═══ PASSAGE PROVIDED

Implementing a Zero-Trust Data Analytics Pipeline with Trino, Jupyter, and Consul Connect

Data Engineering

Word Count: 2.4k

Read Times: 15 Min

The initial request seemed straightforward: allow our data science team to run ad-hoc queries against a Trino cluster and publish the results as static HTML reports. The problem was security. The Trino cluster processes sensitive PII data, and our security posture mandates a zero-trust network model. Opening direct network paths from analyst environments (Jupyter notebooks) to the data cluster was a non-starter. Manually managing TLS certificates and firewall rules for each component—JupyterHub, the Trino coordinator, Trino workers, and the report generation service—would create an operational bottleneck and a brittle, error-prone system.

Our primary pain point was the lack of a unified, identity-based security mechanism for a heterogeneous data pipeline. Trino has its own security mechanisms, but they don’t cover the communication from the report generator or the interactive notebooks. A traditional VPN-based approach provides coarse-grained network access, not fine-grained, service-to-service authorization. This is what led us down the path of a service mesh, a tool typically associated with microservices, not data engineering stacks.

The concept was to build a pipeline where every network connection is authenticated and authorized based on service identity, not IP addresses. An analyst, working within a Jupyter environment, would execute a query. This query would be sent to the Trino coordinator, which would then distribute the work to its workers. A separate “Orchestrator” service would then fetch the results, process them, and invoke a Static Site Generator (SSG) to create a report. Every single arrow in this data flow diagram needed to be secured with mutual TLS (mTLS). We selected Consul Connect for this task due to its relative simplicity and strong integration with HashiCorp’s ecosystem. In a real-world project, the choice of service mesh is critical, but Consul provided a clear path to securing non-HTTP traffic (like Trino’s internal protocol) with its sidecar proxy model.

Initial Architecture and The Security Gap

Let’s lay out the components in a docker-compose.yml file. This represents our baseline, unsecured environment. It includes a Consul server, a Trino coordinator, a Trino worker, and our custom Python orchestrator that simulates the bridge between Jupyter and the SSG.

══════
═══ DATA LINES

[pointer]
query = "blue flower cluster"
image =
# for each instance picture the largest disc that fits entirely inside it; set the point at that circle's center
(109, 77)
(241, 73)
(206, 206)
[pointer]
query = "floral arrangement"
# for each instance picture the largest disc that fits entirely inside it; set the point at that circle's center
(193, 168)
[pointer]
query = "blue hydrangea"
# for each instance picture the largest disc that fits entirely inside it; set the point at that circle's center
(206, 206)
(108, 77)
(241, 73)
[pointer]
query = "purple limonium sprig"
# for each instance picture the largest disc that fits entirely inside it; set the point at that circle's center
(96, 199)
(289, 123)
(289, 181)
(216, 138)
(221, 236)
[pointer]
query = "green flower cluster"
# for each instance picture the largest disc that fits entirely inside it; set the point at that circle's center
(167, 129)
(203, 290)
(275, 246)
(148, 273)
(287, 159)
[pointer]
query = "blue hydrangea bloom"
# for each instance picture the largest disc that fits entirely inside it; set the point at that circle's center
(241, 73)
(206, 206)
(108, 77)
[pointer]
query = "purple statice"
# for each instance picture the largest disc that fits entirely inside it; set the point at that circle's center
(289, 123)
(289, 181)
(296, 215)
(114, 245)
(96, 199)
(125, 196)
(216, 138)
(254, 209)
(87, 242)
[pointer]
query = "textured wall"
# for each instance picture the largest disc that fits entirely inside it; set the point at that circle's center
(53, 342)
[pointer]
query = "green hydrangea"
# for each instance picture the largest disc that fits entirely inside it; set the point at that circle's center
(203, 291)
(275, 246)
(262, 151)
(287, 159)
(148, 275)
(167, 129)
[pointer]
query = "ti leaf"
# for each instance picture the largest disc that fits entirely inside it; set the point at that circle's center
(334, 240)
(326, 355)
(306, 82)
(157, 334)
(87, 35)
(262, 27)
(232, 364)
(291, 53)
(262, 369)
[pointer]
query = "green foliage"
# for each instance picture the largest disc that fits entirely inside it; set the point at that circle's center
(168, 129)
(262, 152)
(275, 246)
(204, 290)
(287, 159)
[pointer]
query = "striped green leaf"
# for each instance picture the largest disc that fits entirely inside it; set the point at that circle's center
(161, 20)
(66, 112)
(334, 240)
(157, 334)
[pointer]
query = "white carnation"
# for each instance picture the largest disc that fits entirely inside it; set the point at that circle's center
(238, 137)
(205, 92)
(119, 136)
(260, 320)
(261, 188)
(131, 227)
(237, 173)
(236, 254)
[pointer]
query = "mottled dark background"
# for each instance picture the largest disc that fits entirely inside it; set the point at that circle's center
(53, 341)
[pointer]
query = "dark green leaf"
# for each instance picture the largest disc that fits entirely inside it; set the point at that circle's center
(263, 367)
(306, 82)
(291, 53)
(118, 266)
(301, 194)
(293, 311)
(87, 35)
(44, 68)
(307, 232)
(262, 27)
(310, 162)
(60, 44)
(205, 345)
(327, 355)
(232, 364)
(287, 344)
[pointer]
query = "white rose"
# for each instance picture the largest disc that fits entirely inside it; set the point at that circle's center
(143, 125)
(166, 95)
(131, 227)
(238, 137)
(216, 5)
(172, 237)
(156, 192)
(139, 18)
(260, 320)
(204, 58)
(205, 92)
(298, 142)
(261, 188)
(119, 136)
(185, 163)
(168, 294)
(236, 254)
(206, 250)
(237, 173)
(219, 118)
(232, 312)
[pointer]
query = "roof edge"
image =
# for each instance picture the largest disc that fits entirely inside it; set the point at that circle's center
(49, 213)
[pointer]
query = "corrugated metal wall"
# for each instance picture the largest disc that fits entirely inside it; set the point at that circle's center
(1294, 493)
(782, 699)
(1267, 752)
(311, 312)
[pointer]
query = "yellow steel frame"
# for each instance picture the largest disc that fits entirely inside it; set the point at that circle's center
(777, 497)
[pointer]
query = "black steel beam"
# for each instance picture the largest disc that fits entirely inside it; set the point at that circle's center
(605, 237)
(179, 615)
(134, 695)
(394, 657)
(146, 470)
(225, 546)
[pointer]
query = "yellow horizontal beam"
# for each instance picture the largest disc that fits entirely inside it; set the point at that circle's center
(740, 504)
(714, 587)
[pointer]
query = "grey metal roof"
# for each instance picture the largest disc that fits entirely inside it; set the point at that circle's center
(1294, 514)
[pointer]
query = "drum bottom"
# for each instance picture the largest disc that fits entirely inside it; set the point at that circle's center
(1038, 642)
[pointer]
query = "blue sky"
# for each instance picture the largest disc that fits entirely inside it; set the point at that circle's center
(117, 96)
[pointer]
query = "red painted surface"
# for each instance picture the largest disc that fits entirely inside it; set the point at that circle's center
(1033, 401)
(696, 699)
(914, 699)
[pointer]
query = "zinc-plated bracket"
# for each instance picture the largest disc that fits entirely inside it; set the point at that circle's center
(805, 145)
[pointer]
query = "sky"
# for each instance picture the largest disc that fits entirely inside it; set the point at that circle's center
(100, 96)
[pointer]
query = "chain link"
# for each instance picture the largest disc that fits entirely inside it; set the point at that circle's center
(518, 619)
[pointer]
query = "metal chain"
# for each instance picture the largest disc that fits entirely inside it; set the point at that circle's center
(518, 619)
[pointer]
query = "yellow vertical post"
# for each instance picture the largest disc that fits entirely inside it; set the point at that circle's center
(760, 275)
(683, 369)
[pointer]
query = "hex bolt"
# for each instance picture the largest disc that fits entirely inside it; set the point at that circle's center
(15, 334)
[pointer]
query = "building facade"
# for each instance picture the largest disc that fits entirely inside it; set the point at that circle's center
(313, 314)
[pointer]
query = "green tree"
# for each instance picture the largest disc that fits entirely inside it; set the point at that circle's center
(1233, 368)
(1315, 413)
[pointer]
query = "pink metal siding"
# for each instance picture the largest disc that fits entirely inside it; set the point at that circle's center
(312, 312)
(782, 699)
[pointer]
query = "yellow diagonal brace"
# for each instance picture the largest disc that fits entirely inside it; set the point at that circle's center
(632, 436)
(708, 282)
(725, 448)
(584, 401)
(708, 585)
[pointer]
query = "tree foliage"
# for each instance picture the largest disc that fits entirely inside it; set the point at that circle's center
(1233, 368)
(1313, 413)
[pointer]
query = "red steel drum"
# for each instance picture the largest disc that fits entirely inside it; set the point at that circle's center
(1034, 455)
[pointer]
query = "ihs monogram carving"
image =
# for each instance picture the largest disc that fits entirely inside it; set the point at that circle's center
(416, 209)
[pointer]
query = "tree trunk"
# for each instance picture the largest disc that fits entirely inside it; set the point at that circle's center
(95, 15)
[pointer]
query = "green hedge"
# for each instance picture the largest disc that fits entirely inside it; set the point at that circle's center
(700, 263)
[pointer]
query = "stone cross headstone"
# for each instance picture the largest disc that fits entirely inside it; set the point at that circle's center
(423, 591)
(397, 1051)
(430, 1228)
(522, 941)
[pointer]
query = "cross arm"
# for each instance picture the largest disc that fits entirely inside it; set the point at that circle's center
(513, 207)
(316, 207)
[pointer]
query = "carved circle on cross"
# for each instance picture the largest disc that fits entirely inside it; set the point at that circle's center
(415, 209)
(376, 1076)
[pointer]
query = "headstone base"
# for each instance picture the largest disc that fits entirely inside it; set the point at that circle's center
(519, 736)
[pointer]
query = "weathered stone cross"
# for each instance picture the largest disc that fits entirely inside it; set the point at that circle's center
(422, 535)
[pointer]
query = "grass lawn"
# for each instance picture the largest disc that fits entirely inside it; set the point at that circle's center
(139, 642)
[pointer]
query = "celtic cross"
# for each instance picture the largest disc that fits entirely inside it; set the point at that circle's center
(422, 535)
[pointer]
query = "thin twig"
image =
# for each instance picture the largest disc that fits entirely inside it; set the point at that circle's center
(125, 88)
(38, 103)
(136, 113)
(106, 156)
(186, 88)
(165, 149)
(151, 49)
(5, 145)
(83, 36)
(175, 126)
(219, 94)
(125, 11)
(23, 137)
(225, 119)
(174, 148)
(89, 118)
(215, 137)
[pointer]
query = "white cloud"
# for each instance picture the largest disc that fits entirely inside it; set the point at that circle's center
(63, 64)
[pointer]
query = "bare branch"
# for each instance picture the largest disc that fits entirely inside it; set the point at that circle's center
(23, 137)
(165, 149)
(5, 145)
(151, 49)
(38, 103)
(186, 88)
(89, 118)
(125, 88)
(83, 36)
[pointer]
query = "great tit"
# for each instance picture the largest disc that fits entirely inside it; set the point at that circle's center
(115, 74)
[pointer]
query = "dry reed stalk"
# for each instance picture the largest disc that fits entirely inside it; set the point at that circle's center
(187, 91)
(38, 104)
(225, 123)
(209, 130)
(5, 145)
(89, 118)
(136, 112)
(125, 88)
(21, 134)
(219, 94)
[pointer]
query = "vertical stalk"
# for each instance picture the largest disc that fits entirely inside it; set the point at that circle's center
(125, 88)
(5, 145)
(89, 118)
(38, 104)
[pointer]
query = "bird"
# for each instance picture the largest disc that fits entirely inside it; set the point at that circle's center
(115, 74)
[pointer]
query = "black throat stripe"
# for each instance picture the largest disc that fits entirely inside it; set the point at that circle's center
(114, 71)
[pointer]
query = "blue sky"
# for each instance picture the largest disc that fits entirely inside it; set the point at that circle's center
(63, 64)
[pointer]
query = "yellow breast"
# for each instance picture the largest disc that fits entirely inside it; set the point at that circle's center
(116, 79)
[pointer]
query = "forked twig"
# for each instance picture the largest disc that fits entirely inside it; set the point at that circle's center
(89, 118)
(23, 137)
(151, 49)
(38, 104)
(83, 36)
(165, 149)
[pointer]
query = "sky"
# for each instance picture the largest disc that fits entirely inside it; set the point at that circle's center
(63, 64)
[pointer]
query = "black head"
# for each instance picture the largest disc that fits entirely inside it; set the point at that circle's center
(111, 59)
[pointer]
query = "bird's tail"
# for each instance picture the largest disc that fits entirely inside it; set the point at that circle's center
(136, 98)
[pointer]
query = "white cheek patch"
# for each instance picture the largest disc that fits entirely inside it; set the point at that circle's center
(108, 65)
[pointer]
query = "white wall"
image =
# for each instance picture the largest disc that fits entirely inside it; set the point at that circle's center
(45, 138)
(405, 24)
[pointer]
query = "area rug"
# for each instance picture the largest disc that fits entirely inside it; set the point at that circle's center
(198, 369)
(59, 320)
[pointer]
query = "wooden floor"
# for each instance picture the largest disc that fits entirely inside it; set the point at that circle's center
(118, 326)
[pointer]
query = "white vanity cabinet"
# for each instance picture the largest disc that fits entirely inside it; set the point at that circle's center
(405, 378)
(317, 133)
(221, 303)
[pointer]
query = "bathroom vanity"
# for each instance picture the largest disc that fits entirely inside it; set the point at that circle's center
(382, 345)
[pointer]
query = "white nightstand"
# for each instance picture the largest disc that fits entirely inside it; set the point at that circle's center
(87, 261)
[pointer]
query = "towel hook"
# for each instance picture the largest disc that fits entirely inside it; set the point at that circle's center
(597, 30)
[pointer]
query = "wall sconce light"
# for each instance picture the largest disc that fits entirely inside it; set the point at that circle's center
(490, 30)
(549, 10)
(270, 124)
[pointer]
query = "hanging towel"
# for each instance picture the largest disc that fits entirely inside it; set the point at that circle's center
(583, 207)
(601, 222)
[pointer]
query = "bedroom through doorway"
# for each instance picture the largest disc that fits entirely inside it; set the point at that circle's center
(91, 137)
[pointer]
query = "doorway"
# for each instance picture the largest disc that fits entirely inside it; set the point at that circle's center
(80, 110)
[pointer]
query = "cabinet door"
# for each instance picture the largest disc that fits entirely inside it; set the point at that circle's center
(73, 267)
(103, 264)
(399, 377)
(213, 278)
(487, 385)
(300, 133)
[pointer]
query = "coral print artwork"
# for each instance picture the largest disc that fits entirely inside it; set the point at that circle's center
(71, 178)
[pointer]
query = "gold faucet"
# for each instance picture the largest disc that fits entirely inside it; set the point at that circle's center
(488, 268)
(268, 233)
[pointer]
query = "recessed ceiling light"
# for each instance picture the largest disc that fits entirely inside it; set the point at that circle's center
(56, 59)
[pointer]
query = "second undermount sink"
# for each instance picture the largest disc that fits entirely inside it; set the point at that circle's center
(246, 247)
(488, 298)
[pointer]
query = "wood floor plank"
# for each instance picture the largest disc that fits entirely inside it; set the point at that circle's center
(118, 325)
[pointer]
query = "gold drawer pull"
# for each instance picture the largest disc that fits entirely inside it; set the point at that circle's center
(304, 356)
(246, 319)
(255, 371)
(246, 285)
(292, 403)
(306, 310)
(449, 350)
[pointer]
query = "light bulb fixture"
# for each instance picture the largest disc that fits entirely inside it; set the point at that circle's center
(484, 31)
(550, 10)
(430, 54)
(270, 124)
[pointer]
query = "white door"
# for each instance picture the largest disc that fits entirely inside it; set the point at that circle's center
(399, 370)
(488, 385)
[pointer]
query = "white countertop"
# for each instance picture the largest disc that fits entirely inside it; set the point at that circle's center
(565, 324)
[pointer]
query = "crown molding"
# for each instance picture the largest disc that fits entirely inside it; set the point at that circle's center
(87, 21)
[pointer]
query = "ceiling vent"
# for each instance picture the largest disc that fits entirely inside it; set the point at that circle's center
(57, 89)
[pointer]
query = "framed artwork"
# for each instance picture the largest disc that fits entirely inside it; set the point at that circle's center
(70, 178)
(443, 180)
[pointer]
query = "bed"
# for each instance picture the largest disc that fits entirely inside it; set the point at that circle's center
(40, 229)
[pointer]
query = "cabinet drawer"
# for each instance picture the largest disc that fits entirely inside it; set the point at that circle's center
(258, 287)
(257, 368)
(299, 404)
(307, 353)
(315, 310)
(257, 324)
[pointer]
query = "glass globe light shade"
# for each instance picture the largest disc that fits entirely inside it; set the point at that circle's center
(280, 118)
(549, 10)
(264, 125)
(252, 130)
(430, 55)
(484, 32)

══════

PROBLEMS:
1. List every component that the zero-trust pipeline article says the baseline docker-compose.yml file includes.
2. Pick out each line of the records that contains the string "tree".

ANSWERS FOR THIS EXERCISE:
1.
- A Consul server
- A Trino coordinator
- A Trino worker
- A custom Python orchestrator that simulates the bridge between Jupyter and the SSG

2.
query = "green tree"
query = "tree foliage"
query = "tree trunk"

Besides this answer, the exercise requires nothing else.